EXERCISE: Copy out the passage below on the rain-damaged bookstores in Jongro in full, word for word.

PASSAGE:
+++++
Posted July. 26, 2001 10:03,
Wholesale book businesses and the large sized bookstores located in the underground in Jongro, Seoul, were severely damaged by the heavy torrential rain. It was reported that 1-2 million books, equivalent to 6-7 billion won, were damaged in the street of the bookstores in the fifth avenue of Jongro. Publishers Association is requesting for the national support saying that ``unlike other commodities, restoration of the books is not possible once they are wet.`` However, it is hard to guess how a national level of support can be made. While inquiring a legal base and an administrative procedure for the government support, one of the most important veins toward a society, founded on knowledge, will suffer arteriosclerosis. In the end, it is highly likely that the small-scale businessmen in the street of the bookstores and the publishing companies, which suffer in the midst of miserable publishing surroundings, will have to share the burden.
When a rapid migration of population took place due to the revolution of modernization, books were the most burdensome and heavy goods to be moved. However, books were the initiators of modernization in this country and the agents that created the cohesive power of the modern nation.
However, in the midst of IT revolution which is leading the latter Gutenberg era, a phenomenon of contemptuous treatment of books is prevailing, as if the usefulness of books will disappear soon. According to the first review of the Ministry of Planning and Budget on the year 2002 budget of the Ministry of Culture and Tourism, 10 billion won for the construction of public libraries is included in the reduction item, and 15 billion won for the purchase of the public library resource is under the list of curtailment of the total amount. It looks as if cultural policy is leaking while wet books are waiting for the sunshine.
Although IT revolution may bring the electronic books as a replacement of paper books, it does not produce the content itself. While South Korea is encouraging high-speed network of the information through IT revolution, many developed countries are concentrating on the development of cultural contents that will spread through the network. Although national borderlines are easy to pass, conflicts over the cultural identity are getting worse. A nation bound by blood may be weakening, but the cohesive power of a nation through the medium of culture is strengthened. The book stands in the center of such a cohesive power.
+++++
DATA ROWS:
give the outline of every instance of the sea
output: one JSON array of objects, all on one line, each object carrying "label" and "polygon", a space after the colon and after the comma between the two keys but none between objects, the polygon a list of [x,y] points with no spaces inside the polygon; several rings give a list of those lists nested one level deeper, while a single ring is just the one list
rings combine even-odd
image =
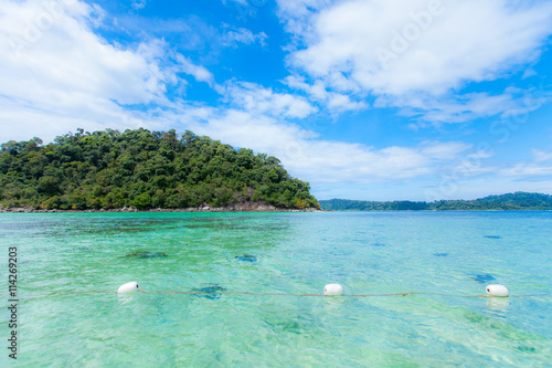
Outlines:
[{"label": "sea", "polygon": [[537,211],[0,213],[0,366],[552,367],[551,250]]}]

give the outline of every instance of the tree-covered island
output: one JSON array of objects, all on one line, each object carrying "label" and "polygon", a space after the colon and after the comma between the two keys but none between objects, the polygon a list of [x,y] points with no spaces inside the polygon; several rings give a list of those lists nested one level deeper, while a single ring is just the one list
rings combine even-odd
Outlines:
[{"label": "tree-covered island", "polygon": [[3,208],[319,209],[309,190],[275,157],[189,130],[179,137],[176,130],[77,129],[47,145],[11,140],[0,151]]},{"label": "tree-covered island", "polygon": [[434,202],[330,199],[321,200],[320,206],[330,211],[552,211],[552,196],[518,191],[474,200]]}]

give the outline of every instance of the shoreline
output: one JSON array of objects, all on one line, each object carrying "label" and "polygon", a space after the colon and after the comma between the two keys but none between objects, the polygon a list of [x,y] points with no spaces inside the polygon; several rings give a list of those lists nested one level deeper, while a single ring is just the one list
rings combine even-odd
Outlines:
[{"label": "shoreline", "polygon": [[323,211],[316,208],[278,208],[263,202],[247,202],[235,203],[222,207],[211,207],[202,204],[200,207],[188,208],[151,208],[151,209],[137,209],[134,207],[124,207],[116,209],[86,209],[86,210],[63,210],[63,209],[44,209],[32,207],[13,207],[0,208],[0,213],[138,213],[138,212],[318,212]]}]

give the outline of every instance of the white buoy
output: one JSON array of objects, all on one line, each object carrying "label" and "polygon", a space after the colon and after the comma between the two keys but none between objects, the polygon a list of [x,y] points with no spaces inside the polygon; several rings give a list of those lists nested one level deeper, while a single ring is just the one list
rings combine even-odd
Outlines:
[{"label": "white buoy", "polygon": [[132,281],[130,283],[126,283],[125,285],[120,285],[117,290],[117,294],[136,293],[137,291],[138,283]]},{"label": "white buoy", "polygon": [[343,286],[340,284],[329,284],[323,286],[323,295],[339,296],[343,295]]},{"label": "white buoy", "polygon": [[489,285],[486,287],[487,294],[489,296],[500,296],[500,297],[507,297],[508,296],[508,288],[502,285]]}]

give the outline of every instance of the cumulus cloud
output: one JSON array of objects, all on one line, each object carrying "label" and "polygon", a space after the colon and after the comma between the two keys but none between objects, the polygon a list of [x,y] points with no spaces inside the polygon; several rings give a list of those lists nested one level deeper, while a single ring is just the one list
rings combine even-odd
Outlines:
[{"label": "cumulus cloud", "polygon": [[[458,91],[493,81],[534,62],[551,34],[552,3],[506,0],[278,1],[280,17],[301,42],[291,67],[326,88],[382,96],[414,107],[415,96],[457,103],[469,115],[492,115],[466,104]],[[306,25],[299,25],[306,23]],[[302,45],[302,46],[301,46]],[[505,96],[487,96],[501,99]],[[424,107],[421,107],[424,109]],[[440,108],[447,113],[450,106]],[[435,108],[429,108],[434,111]],[[439,109],[439,108],[437,108]],[[458,114],[453,117],[458,117]],[[433,119],[434,114],[423,114]],[[442,117],[439,117],[442,118]]]},{"label": "cumulus cloud", "polygon": [[[139,112],[128,106],[167,105],[167,85],[177,73],[213,83],[202,66],[176,55],[162,41],[128,48],[95,34],[103,10],[76,0],[1,1],[0,119],[3,140],[43,132],[46,141],[76,127],[137,127]],[[21,129],[22,126],[40,129]],[[106,126],[107,127],[107,126]],[[61,130],[61,132],[60,132]]]},{"label": "cumulus cloud", "polygon": [[552,153],[540,149],[532,149],[531,153],[533,154],[534,160],[537,162],[552,161]]},{"label": "cumulus cloud", "polygon": [[275,93],[255,83],[230,81],[217,91],[231,105],[257,115],[305,118],[317,111],[304,97]]},{"label": "cumulus cloud", "polygon": [[181,124],[193,132],[274,155],[291,175],[316,185],[410,180],[435,174],[450,158],[471,147],[456,141],[425,141],[416,147],[375,149],[315,139],[312,132],[297,125],[241,109],[210,109],[201,119],[191,118],[190,114],[180,116]]},{"label": "cumulus cloud", "polygon": [[266,45],[265,40],[267,38],[268,36],[265,32],[254,34],[252,31],[245,28],[240,28],[237,30],[231,30],[224,33],[222,36],[222,43],[225,46],[237,48],[238,43],[253,44],[258,42],[262,46],[264,46]]}]

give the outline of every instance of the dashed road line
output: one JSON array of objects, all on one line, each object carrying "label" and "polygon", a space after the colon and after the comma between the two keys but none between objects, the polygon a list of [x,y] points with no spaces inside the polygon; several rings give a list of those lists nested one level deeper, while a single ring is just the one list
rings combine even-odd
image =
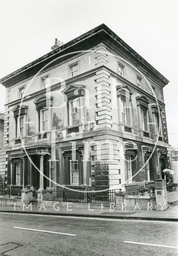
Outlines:
[{"label": "dashed road line", "polygon": [[149,245],[152,246],[158,246],[158,247],[166,247],[166,248],[173,248],[173,249],[178,249],[178,247],[172,246],[169,245],[164,245],[163,244],[146,244],[146,243],[139,243],[136,242],[131,242],[130,241],[124,241],[124,243],[129,244],[141,244],[143,245]]}]

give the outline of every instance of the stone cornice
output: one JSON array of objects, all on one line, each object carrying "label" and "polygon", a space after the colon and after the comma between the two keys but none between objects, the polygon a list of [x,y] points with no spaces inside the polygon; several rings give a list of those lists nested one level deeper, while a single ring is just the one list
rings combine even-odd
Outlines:
[{"label": "stone cornice", "polygon": [[[150,98],[152,99],[156,102],[155,98],[153,95],[150,94],[148,92],[147,92],[145,90],[142,89],[141,88],[138,87],[138,86],[137,86],[135,84],[133,84],[128,80],[127,80],[127,79],[126,79],[124,78],[119,76],[119,75],[115,73],[115,72],[114,72],[111,69],[109,69],[104,65],[99,66],[99,67],[97,67],[97,68],[94,68],[91,70],[87,71],[86,72],[84,72],[84,73],[80,74],[76,76],[73,78],[68,78],[65,80],[66,84],[67,86],[70,83],[74,84],[74,83],[77,82],[78,81],[81,81],[81,80],[82,79],[85,78],[86,77],[92,75],[95,75],[95,73],[96,71],[101,70],[103,68],[110,73],[110,74],[112,75],[112,76],[114,76],[118,78],[118,79],[119,79],[120,80],[121,80],[123,83],[123,84],[127,84],[128,86],[130,86],[132,88],[136,89],[138,91],[138,92],[140,93],[140,94],[144,94],[147,97],[149,97]],[[60,88],[60,87],[61,83],[58,83],[57,84],[54,84],[51,86],[51,91],[53,91],[57,89],[59,89]],[[24,97],[23,100],[23,102],[24,102],[25,101],[29,100],[30,98],[34,98],[36,97],[37,96],[38,96],[42,95],[42,94],[45,94],[46,92],[46,89],[43,89],[36,92],[34,92],[31,93],[30,94],[28,94]],[[20,104],[21,100],[21,99],[18,99],[18,100],[16,100],[8,102],[7,104],[5,104],[5,106],[11,106],[16,104]],[[164,105],[164,106],[165,105],[165,103],[164,102],[161,101],[159,100],[158,99],[158,101],[159,103],[162,105]]]},{"label": "stone cornice", "polygon": [[103,24],[2,78],[0,80],[0,83],[5,87],[10,86],[24,79],[24,77],[36,74],[36,70],[40,70],[42,66],[56,58],[74,52],[85,50],[102,41],[113,46],[114,48],[117,49],[117,52],[119,52],[120,50],[124,55],[129,54],[130,58],[137,62],[139,66],[143,66],[148,72],[152,73],[152,75],[156,76],[163,85],[165,85],[169,82],[152,66]]}]

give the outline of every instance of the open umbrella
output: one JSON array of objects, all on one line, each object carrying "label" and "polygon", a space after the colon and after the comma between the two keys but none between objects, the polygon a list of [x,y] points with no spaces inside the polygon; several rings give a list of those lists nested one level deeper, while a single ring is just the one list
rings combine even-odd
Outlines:
[{"label": "open umbrella", "polygon": [[165,173],[166,174],[170,175],[170,174],[174,174],[174,173],[173,171],[170,169],[164,169],[162,172],[164,173]]}]

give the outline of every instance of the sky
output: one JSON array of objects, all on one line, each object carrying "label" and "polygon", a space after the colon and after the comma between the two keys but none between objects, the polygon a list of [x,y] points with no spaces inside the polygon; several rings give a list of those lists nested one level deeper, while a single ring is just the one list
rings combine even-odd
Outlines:
[{"label": "sky", "polygon": [[[170,82],[164,89],[169,143],[178,146],[176,0],[0,0],[0,78],[105,23]],[[0,84],[0,111],[5,92]]]}]

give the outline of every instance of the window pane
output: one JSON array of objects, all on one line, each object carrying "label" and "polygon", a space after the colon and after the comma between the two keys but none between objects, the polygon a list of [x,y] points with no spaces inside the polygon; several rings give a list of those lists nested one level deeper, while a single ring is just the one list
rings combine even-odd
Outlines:
[{"label": "window pane", "polygon": [[70,76],[73,77],[78,74],[78,64],[76,63],[70,67]]},{"label": "window pane", "polygon": [[78,125],[79,124],[79,99],[70,102],[70,125]]}]

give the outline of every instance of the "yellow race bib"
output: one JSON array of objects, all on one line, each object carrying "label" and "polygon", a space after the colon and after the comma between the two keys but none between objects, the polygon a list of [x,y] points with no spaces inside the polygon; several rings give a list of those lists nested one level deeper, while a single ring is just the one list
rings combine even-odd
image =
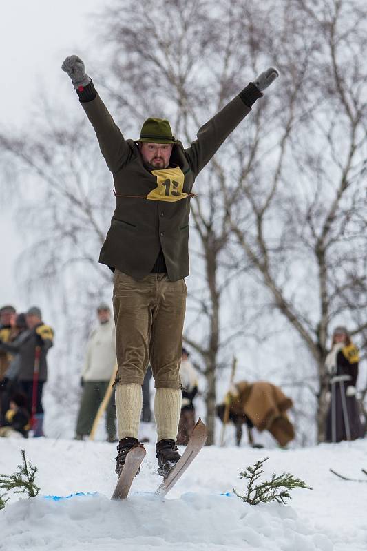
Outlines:
[{"label": "yellow race bib", "polygon": [[357,364],[359,361],[359,352],[353,342],[342,349],[342,352],[350,364]]},{"label": "yellow race bib", "polygon": [[187,197],[183,191],[185,176],[179,167],[152,170],[157,178],[157,187],[147,196],[153,201],[179,201]]}]

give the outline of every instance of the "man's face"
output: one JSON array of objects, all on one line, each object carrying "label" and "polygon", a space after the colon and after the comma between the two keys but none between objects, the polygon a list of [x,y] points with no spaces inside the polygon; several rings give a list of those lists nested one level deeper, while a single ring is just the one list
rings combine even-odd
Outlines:
[{"label": "man's face", "polygon": [[13,312],[3,312],[0,316],[0,325],[11,325],[14,318],[15,314]]},{"label": "man's face", "polygon": [[109,310],[98,310],[97,314],[100,323],[108,322],[111,317],[111,312]]},{"label": "man's face", "polygon": [[154,169],[167,168],[172,152],[172,143],[140,142],[140,151],[145,163]]},{"label": "man's face", "polygon": [[27,314],[25,316],[25,321],[27,322],[27,326],[28,329],[33,329],[36,325],[38,325],[38,324],[41,322],[41,319],[38,317],[38,315],[34,315],[33,314],[29,315]]}]

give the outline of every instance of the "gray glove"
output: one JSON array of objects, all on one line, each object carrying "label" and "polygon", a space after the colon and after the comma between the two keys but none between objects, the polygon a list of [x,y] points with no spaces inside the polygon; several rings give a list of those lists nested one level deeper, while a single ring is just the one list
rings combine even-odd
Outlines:
[{"label": "gray glove", "polygon": [[85,72],[85,65],[78,56],[67,57],[61,65],[61,69],[69,75],[74,88],[87,86],[90,82],[90,79]]},{"label": "gray glove", "polygon": [[279,76],[279,71],[277,69],[275,69],[275,67],[269,67],[269,69],[263,71],[255,79],[253,83],[260,92],[262,92],[262,90],[264,90],[268,86],[270,86],[277,76]]}]

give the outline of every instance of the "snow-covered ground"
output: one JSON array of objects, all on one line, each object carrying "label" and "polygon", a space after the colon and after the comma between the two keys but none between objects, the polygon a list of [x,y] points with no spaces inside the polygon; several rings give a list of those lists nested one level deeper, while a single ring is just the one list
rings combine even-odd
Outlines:
[{"label": "snow-covered ground", "polygon": [[[367,485],[329,472],[363,477],[367,441],[282,450],[205,448],[165,499],[153,444],[127,500],[112,501],[114,444],[52,439],[0,438],[0,472],[36,465],[41,495],[12,495],[0,511],[0,549],[67,551],[366,551]],[[295,490],[289,505],[249,506],[232,490],[238,473],[269,456],[264,475],[291,472],[313,490]],[[367,477],[366,477],[367,479]],[[3,493],[0,490],[1,493]],[[54,501],[47,495],[96,492]],[[230,492],[230,495],[226,495]]]}]

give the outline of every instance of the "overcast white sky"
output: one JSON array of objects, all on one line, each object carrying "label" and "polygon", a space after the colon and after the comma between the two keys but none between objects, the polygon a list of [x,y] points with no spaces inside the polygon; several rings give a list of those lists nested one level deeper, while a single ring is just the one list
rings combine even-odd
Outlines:
[{"label": "overcast white sky", "polygon": [[[41,87],[50,93],[65,90],[65,74],[61,63],[67,55],[98,50],[88,15],[106,4],[103,0],[11,0],[1,2],[0,11],[0,125],[7,128],[29,124],[30,108],[36,101]],[[66,77],[67,79],[67,77]],[[70,96],[72,97],[72,96]],[[1,181],[2,181],[2,178]],[[19,311],[24,295],[14,282],[15,259],[21,252],[21,241],[14,211],[1,200],[0,234],[1,251],[0,306],[14,303]],[[21,296],[23,294],[23,297]],[[42,304],[41,304],[42,306]]]}]

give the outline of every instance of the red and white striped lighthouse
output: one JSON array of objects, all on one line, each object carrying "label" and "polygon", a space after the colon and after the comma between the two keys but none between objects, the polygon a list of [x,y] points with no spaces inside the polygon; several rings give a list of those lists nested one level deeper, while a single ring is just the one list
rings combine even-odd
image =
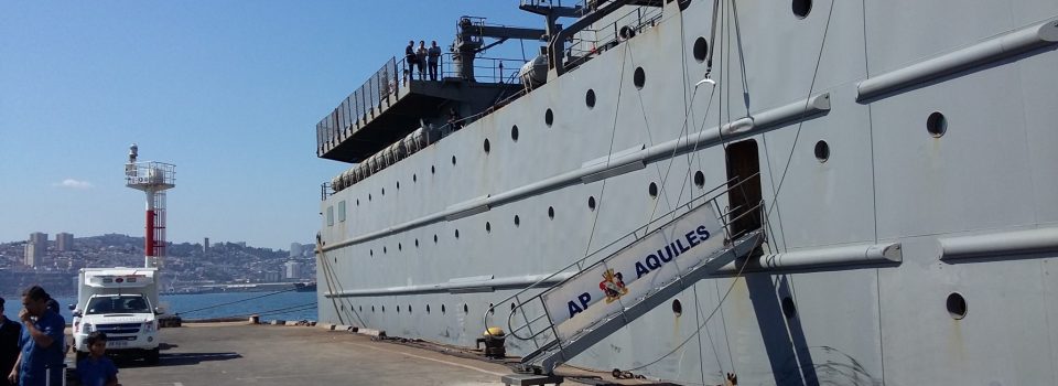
+++++
TASK ANSWER:
Posted July. 26, 2001 10:03,
Wholesale book businesses and the large sized bookstores located in the underground in Jongro, Seoul, were severely damaged by the heavy torrential rain. It was reported that 1-2 million books, equivalent to 6-7 billion won, were damaged in the street of the bookstores in the fifth avenue of Jongro. Publishers Association is requesting for the national support saying that ``unlike other commodities, restoration of the books is not possible once they are wet.`` However, it is hard to guess how a national level of support can be made. While inquiring a legal base and an administrative procedure for the government support, one of the most important veins toward a society, founded on knowledge, will suffer arteriosclerosis. In the end, it is highly likely that the small-scale businessmen in the street of the bookstores and the publishing companies, which suffer in the midst of miserable publishing surroundings, will have to share the burden.
When a rapid migration of population took place due to the revolution of modernization, books were the most burdensome and heavy goods to be moved. However, books were the initiators of modernization in this country and the agents that created the cohesive power of the modern nation.
However, in the midst of IT revolution which is leading the latter Gutenberg era, a phenomenon of contemptuous treatment of books is prevailing, as if the usefulness of books will disappear soon. According to the first review of the Ministry of Planning and Budget on the year 2002 budget of the Ministry of Culture and Tourism, 10 billion won for the construction of public libraries is included in the reduction item, and 15 billion won for the purchase of the public library resource is under the list of curtailment of the total amount. It looks as if cultural policy is leaking while wet books are waiting for the sunshine.
Although IT revolution may bring the electronic books as a replacement of paper books, it does not produce the content itself. While South Korea is encouraging high-speed network of the information through IT revolution, many developed countries are concentrating on the development of cultural contents that will spread through the network. Although national borderlines are easy to pass, conflicts over the cultural identity are getting worse. A nation bound by blood may be weakening, but the cohesive power of a nation through the medium of culture is strengthened. The book stands in the center of such a cohesive power.